[START OF Input]

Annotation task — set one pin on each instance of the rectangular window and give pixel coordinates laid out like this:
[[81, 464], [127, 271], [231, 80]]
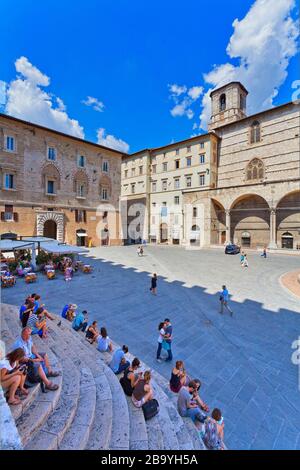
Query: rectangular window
[[81, 161], [10, 144], [202, 179], [105, 167], [104, 194], [80, 190], [51, 153], [50, 187], [9, 181], [8, 213]]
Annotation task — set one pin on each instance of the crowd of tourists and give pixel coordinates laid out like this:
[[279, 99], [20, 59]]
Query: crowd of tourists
[[25, 365]]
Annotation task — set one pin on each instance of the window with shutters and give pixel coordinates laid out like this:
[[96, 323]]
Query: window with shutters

[END OF Input]

Required task
Copy, word for word, the lines of the material from the one containing "of the window" through the end of the material, inclusive.

Task response
Annotation task — set one pin on each instance of the window with shutters and give pixel coordinates laid out like this:
[[96, 323]]
Query: window with shutters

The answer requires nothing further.